→ EXERCISE PROMPT
Count the lines in the data below where the string "entrance" occurs, please, and give the number alone.

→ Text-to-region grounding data
*****
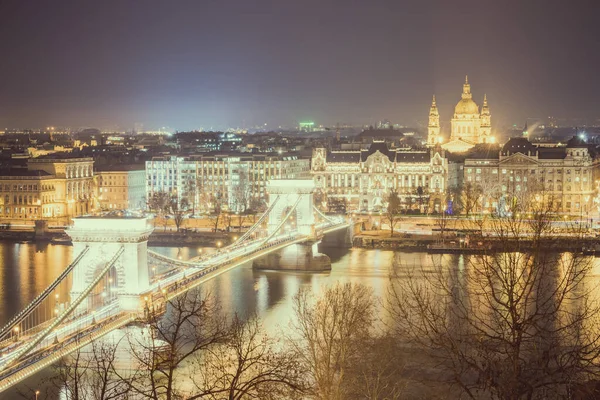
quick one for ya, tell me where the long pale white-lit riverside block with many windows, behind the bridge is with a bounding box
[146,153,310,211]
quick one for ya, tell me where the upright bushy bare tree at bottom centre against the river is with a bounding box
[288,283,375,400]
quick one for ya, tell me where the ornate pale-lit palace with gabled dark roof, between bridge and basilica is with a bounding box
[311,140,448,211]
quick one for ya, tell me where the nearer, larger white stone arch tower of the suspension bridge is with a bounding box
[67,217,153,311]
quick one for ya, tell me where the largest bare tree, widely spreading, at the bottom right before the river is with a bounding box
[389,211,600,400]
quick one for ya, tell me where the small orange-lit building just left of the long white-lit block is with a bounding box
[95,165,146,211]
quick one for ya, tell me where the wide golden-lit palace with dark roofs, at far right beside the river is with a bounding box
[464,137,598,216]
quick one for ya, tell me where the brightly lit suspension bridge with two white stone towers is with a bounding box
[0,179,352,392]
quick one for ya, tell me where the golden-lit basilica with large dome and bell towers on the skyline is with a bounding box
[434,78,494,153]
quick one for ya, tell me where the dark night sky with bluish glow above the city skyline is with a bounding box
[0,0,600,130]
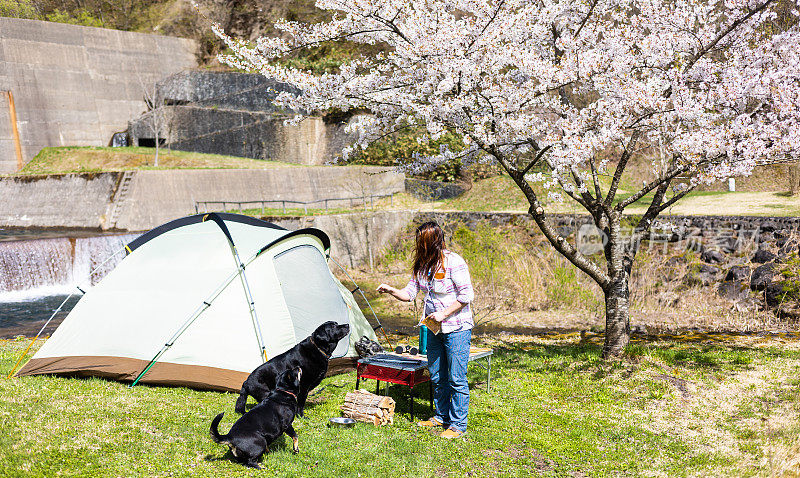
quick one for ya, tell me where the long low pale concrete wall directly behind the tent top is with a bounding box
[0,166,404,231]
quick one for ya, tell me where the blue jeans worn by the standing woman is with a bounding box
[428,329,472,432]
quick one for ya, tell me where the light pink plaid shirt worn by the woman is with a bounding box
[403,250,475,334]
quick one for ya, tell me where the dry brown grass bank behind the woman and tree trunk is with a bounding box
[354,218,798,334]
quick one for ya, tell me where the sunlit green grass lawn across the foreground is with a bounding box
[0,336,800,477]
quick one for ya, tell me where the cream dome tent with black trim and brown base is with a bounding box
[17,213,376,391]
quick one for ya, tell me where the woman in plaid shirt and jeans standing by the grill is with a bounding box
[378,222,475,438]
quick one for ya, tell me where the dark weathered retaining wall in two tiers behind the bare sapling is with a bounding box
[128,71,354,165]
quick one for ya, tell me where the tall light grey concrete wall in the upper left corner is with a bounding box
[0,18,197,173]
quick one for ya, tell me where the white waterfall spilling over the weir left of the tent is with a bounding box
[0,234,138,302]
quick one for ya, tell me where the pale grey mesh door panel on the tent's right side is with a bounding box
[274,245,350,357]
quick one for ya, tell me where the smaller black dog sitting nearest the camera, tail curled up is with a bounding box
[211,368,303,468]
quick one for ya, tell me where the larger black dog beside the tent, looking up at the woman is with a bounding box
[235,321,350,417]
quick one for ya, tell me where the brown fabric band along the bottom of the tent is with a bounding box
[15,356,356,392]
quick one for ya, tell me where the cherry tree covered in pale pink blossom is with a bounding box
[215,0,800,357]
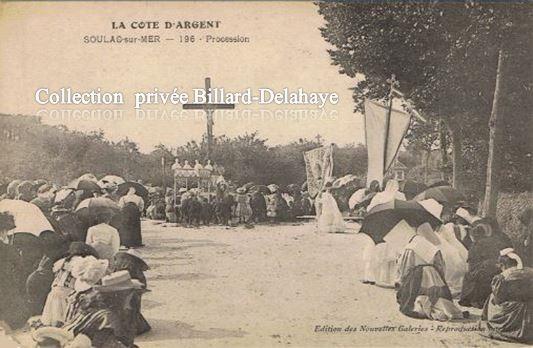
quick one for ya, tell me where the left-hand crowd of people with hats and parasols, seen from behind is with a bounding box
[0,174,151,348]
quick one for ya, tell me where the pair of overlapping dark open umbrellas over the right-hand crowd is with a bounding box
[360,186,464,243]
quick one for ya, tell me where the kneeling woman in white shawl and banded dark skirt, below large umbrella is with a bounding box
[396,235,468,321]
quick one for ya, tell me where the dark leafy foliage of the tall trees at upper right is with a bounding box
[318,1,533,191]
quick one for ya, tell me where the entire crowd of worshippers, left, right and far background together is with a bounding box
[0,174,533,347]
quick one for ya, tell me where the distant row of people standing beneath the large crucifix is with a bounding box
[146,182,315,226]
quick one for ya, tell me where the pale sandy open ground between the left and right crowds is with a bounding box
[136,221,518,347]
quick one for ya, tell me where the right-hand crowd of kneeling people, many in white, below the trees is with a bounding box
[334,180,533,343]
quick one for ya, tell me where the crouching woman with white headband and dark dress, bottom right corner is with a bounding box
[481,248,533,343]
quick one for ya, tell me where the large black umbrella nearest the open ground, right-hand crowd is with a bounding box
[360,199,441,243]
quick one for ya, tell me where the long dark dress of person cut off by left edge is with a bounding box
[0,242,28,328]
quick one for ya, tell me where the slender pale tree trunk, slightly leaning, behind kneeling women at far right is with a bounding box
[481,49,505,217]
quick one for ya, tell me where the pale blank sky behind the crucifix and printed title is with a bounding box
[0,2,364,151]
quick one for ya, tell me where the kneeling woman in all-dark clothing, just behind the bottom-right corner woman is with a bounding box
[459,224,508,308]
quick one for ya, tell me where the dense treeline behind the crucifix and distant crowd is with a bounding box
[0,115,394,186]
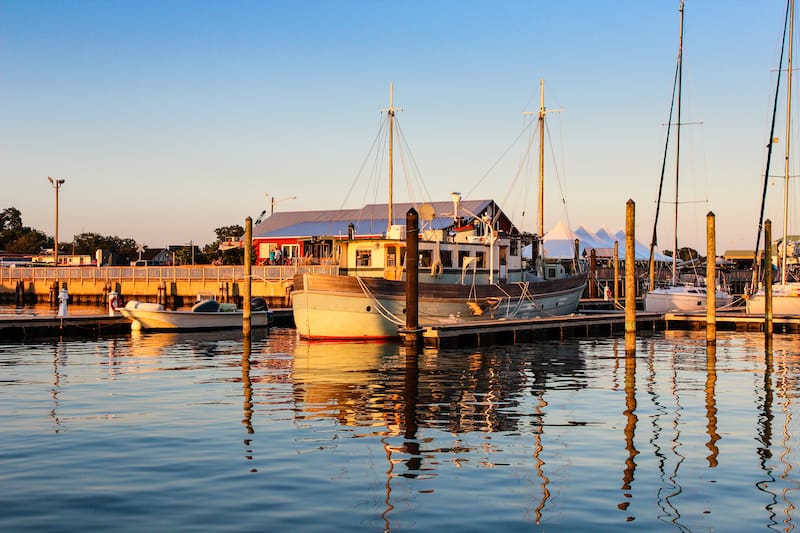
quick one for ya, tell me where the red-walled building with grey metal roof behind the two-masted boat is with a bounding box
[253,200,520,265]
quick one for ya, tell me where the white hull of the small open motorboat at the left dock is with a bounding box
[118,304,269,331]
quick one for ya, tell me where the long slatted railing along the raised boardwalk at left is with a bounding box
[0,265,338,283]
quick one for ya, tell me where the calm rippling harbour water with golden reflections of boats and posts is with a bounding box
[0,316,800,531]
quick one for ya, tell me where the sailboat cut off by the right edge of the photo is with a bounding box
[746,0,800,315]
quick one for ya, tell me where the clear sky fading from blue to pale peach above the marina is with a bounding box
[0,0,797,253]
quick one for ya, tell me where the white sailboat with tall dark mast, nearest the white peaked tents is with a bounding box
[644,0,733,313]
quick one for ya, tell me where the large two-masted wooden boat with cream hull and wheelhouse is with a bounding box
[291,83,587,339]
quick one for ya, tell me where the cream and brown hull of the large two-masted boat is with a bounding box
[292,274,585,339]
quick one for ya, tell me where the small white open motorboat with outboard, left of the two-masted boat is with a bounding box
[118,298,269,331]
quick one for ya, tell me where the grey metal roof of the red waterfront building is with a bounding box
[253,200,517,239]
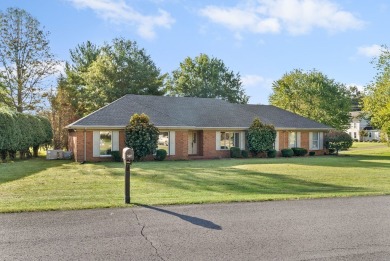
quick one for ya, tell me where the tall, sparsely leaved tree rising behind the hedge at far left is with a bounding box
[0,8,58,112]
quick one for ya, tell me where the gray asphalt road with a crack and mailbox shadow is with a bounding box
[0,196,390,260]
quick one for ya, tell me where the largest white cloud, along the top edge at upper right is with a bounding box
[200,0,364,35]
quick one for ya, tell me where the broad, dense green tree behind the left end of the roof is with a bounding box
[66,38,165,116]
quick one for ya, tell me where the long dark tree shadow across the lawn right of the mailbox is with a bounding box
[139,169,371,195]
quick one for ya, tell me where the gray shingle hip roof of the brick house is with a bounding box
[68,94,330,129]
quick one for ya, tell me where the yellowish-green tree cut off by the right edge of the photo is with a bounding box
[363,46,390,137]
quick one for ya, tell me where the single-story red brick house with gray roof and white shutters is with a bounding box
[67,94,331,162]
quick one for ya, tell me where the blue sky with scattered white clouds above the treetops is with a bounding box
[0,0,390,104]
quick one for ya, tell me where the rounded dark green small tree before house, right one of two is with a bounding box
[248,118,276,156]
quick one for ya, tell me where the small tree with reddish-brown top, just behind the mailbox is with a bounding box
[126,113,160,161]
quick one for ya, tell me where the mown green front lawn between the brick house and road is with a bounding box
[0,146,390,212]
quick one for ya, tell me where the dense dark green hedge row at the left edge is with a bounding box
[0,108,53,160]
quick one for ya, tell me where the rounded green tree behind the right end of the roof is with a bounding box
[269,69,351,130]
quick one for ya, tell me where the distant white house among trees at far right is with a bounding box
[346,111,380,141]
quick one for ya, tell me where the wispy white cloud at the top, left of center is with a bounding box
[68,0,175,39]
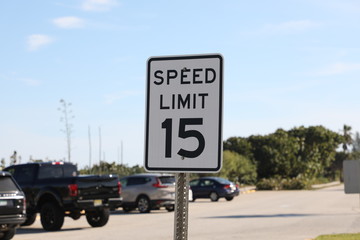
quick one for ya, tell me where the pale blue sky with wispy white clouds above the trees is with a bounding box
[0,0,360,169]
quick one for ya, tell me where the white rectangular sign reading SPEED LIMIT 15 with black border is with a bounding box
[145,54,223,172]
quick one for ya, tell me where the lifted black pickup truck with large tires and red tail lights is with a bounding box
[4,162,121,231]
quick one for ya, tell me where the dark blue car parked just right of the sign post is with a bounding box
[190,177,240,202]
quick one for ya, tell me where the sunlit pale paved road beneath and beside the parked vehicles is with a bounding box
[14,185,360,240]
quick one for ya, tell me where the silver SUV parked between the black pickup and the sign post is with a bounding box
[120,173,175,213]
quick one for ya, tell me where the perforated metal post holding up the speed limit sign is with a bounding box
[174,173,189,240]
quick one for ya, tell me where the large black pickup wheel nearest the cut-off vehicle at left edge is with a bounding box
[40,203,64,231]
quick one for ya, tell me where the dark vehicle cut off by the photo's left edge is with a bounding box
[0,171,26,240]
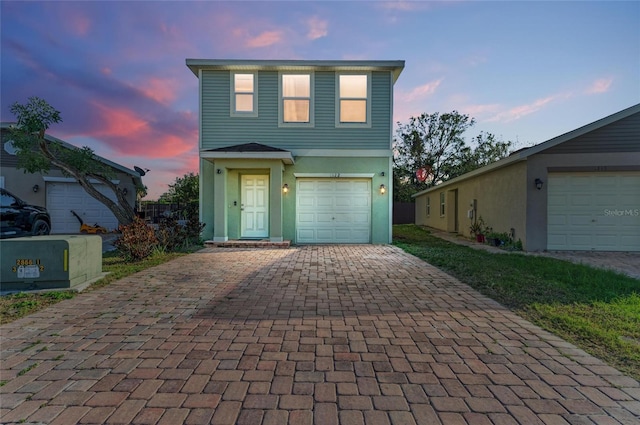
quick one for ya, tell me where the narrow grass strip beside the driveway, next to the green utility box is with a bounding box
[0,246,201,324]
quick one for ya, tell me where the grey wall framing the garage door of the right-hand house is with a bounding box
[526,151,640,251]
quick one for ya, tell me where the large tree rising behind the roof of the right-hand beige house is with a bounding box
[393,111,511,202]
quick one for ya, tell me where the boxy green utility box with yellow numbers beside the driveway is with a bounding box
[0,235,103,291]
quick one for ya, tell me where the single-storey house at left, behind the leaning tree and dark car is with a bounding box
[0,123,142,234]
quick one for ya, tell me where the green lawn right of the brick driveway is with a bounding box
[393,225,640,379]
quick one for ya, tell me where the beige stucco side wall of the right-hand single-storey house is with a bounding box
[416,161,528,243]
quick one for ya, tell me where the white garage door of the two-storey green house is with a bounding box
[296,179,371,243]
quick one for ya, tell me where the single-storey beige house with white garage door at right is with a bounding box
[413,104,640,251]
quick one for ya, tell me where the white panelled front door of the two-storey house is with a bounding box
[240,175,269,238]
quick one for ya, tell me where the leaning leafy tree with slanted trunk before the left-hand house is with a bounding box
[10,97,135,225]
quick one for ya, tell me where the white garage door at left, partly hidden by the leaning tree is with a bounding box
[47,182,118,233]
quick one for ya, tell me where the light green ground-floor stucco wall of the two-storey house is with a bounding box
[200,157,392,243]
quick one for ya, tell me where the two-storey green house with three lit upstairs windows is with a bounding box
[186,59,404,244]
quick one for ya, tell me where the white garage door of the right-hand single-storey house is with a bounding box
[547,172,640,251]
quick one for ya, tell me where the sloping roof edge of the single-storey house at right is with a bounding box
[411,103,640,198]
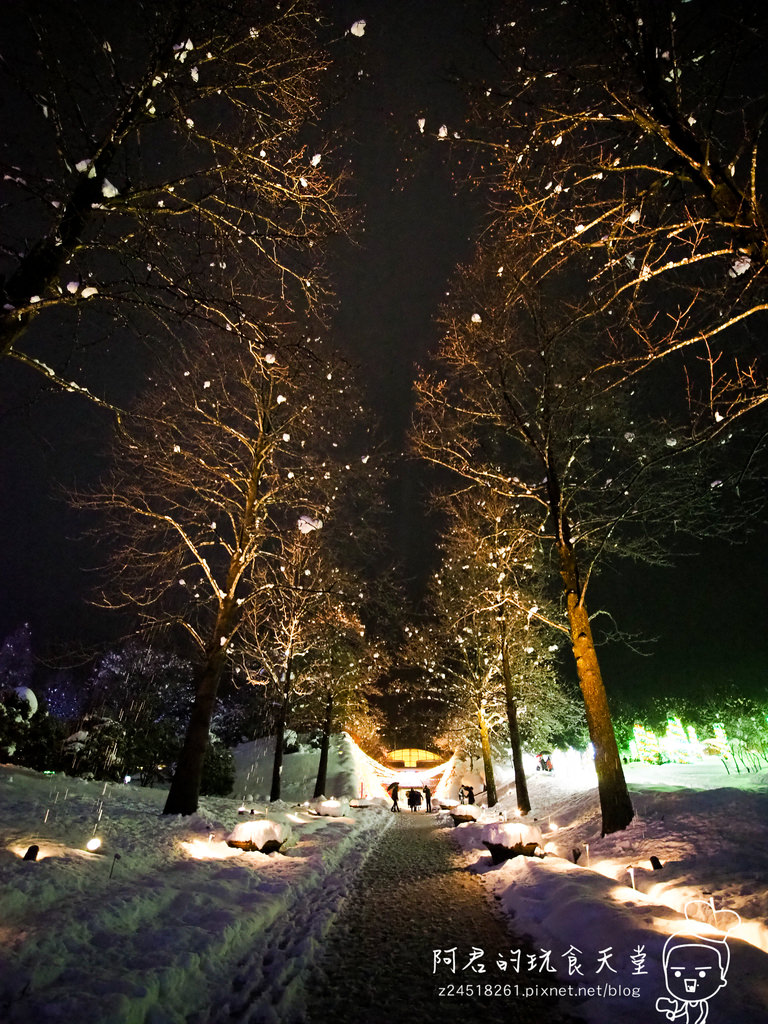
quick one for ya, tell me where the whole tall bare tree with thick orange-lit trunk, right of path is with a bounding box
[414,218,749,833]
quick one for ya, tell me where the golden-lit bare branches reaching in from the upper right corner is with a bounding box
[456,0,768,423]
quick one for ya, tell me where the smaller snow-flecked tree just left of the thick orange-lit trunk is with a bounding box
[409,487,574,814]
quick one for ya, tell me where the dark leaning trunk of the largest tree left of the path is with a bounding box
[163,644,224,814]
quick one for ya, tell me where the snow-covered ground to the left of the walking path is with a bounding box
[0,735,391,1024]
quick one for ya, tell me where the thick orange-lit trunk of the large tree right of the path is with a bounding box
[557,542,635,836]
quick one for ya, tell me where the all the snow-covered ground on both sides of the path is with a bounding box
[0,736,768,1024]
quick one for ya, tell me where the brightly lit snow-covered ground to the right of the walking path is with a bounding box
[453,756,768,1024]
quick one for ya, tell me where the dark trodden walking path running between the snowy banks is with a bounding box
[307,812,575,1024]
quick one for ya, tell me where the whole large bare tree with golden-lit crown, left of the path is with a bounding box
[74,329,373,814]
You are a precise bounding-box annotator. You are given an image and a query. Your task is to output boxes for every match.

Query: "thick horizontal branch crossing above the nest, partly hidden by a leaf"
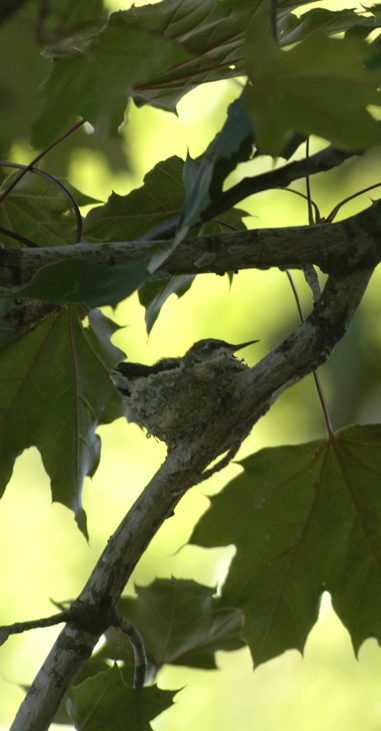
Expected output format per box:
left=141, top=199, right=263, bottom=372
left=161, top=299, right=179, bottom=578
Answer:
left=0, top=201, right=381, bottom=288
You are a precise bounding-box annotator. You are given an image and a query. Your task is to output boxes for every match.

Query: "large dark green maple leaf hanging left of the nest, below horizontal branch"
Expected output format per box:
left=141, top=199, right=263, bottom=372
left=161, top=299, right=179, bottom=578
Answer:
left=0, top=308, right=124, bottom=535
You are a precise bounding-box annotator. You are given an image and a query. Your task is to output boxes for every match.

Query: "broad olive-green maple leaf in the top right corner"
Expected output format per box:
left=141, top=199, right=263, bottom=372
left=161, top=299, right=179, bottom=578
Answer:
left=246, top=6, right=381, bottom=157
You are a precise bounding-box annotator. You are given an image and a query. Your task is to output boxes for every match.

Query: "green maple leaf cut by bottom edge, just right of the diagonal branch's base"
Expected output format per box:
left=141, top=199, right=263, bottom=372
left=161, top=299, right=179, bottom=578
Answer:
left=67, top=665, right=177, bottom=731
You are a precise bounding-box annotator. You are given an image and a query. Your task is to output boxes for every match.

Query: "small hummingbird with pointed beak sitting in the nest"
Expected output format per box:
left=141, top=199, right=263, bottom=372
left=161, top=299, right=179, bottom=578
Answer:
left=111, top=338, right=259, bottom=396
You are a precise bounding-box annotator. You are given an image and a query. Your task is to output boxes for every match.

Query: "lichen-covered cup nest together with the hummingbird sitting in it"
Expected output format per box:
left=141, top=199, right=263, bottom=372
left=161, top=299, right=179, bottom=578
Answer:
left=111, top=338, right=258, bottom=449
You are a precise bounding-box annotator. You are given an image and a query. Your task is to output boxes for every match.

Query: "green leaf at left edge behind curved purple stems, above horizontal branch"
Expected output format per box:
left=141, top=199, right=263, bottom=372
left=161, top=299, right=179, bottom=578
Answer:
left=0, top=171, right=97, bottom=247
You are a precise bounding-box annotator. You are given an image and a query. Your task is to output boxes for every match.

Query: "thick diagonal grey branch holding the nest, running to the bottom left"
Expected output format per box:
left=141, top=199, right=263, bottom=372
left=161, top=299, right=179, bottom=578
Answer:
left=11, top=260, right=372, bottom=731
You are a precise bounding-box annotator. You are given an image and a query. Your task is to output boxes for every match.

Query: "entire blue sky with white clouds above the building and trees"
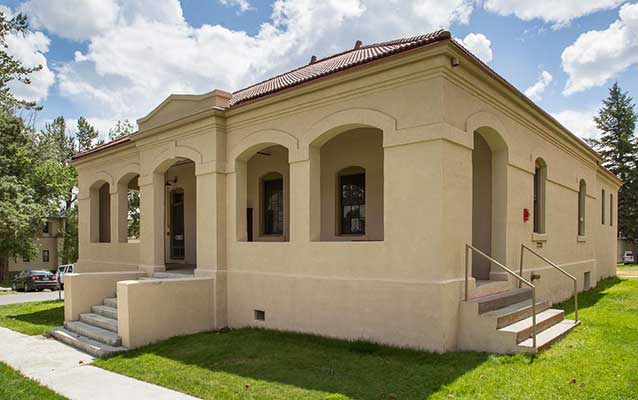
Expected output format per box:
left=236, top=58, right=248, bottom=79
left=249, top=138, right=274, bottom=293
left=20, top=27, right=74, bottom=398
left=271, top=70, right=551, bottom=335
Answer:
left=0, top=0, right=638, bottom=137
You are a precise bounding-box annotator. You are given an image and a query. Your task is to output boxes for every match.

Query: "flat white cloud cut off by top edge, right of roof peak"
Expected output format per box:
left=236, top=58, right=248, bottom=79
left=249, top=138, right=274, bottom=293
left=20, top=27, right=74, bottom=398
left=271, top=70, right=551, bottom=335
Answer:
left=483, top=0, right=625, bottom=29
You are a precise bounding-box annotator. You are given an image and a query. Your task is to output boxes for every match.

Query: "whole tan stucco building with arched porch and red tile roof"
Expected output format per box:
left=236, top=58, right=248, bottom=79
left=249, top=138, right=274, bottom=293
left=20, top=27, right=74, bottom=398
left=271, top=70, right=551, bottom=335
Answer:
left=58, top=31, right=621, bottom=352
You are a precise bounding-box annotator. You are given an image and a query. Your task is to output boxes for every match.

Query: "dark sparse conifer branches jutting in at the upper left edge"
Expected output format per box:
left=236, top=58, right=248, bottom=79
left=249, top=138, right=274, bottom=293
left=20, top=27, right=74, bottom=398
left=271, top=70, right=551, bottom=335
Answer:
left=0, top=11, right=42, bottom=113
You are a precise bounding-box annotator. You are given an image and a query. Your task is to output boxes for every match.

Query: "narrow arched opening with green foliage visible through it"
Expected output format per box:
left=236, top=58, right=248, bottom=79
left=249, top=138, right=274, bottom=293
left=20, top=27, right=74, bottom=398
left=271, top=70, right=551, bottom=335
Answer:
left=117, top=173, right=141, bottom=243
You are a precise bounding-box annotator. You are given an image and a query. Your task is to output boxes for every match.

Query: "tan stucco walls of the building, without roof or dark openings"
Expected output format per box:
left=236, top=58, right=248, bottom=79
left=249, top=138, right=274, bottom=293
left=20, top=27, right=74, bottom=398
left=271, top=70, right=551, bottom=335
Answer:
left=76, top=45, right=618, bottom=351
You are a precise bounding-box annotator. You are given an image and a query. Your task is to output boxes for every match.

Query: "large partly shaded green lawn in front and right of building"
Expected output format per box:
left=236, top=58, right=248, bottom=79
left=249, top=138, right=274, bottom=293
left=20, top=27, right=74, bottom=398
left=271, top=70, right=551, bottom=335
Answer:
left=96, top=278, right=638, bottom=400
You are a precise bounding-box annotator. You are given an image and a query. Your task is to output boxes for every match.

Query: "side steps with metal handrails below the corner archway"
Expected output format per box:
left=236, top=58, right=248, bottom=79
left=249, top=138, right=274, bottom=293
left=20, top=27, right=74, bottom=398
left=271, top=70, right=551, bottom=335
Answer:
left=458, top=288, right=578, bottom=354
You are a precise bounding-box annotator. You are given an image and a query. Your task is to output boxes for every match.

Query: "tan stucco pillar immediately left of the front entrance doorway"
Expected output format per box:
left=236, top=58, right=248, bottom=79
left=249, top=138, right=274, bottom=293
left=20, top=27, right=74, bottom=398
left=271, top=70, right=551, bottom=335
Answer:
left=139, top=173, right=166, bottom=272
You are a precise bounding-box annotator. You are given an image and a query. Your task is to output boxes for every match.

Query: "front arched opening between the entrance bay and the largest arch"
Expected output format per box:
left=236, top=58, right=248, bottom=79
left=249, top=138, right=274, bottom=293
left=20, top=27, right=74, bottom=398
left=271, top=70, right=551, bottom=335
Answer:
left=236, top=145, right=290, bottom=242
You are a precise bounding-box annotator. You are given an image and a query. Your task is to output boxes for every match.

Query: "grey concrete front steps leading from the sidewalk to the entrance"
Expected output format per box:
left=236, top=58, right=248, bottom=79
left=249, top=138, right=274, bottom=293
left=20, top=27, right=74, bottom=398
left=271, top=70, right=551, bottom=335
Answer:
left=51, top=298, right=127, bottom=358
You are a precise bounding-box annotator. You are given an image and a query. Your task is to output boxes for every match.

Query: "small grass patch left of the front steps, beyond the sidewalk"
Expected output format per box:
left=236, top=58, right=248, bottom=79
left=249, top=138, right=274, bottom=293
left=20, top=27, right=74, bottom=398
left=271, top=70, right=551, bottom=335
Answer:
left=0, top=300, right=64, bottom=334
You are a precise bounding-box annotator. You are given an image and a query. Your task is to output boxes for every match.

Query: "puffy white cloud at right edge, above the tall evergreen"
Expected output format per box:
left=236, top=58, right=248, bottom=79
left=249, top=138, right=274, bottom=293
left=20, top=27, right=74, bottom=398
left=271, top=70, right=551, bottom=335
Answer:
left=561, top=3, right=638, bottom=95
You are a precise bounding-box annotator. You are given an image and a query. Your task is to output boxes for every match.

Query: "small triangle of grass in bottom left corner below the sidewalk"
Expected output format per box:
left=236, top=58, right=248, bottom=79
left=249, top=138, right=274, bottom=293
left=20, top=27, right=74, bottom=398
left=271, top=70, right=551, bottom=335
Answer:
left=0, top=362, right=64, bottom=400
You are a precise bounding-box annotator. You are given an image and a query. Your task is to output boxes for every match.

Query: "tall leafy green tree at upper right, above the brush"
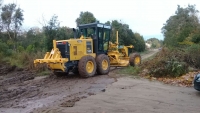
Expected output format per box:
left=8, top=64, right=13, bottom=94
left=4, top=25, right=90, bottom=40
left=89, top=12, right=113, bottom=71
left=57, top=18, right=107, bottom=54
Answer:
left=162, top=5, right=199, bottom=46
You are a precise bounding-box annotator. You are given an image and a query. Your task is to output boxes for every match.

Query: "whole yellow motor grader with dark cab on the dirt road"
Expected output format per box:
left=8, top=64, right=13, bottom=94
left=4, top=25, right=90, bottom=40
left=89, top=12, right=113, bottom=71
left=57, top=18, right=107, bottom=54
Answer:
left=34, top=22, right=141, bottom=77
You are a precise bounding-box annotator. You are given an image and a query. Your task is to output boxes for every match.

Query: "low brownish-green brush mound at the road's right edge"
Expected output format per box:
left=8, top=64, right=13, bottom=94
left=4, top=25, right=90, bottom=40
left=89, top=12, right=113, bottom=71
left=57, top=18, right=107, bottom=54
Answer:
*****
→ RESULT
3